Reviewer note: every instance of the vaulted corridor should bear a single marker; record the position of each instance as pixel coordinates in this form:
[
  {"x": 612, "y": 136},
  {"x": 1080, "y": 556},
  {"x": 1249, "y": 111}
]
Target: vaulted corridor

TASK STATEMENT ▸
Please report how many lines of the entries above include "corridor". Only the number is wanted.

EXERCISE SOLUTION ▸
2